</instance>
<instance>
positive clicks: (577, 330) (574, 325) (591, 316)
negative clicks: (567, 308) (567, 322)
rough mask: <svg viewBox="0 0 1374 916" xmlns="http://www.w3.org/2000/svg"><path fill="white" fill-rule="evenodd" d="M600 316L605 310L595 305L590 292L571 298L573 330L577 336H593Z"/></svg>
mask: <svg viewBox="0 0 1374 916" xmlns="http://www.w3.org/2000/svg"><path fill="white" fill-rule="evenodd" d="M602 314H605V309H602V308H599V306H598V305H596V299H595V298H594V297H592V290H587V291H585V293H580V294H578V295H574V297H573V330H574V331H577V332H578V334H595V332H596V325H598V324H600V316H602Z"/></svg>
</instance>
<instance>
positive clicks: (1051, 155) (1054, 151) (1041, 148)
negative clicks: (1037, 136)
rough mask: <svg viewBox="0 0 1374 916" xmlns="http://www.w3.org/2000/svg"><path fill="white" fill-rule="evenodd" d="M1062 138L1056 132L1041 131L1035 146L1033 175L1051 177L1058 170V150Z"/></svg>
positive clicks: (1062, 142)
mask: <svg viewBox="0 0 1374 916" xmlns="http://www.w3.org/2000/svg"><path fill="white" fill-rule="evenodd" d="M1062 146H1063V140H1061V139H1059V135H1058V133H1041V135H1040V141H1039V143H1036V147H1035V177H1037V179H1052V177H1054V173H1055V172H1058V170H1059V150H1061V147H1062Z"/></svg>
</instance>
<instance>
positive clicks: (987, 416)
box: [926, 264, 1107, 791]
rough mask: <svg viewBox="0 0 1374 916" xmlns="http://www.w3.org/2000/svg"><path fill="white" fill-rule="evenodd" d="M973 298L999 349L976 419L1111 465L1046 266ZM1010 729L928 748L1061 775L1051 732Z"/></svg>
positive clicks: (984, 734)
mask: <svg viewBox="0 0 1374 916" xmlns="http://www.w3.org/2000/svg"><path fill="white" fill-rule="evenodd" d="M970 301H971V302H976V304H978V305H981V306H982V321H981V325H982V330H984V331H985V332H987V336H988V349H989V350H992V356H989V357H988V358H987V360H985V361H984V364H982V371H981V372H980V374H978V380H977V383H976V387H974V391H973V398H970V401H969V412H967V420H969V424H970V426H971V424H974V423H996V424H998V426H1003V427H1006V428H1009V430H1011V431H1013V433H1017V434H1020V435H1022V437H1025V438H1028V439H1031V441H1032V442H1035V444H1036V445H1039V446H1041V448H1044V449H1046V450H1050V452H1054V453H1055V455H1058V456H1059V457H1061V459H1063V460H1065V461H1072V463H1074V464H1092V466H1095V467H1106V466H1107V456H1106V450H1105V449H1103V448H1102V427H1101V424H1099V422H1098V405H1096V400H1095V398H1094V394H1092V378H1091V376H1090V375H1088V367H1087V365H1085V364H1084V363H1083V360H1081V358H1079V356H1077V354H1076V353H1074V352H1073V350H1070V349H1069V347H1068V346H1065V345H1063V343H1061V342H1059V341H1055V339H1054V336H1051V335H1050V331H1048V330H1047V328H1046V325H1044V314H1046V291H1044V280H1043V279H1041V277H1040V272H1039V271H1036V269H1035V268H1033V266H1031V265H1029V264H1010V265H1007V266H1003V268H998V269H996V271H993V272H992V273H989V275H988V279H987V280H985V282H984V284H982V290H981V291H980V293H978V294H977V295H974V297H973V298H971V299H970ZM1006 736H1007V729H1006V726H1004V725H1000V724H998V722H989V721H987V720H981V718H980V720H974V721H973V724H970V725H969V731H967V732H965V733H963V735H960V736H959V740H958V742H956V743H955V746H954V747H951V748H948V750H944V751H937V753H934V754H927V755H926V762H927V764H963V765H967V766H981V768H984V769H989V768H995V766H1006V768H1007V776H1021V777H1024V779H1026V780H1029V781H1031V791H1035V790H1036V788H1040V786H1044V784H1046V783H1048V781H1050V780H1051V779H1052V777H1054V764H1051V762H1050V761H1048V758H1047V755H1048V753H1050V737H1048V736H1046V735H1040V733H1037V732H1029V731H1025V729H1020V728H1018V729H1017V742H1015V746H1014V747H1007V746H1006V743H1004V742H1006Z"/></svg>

※

EXERCISE DETAILS: Reproduce, character for character, everything from the start of the entries above down to and including the line containing "316L605 310L595 305L590".

EXERCISE ANSWER:
</instance>
<instance>
positive clicks: (577, 330) (574, 325) (591, 316)
negative clicks: (567, 308) (567, 322)
rough mask: <svg viewBox="0 0 1374 916" xmlns="http://www.w3.org/2000/svg"><path fill="white" fill-rule="evenodd" d="M600 316L605 310L595 305L590 292L571 298L573 330L577 336H593Z"/></svg>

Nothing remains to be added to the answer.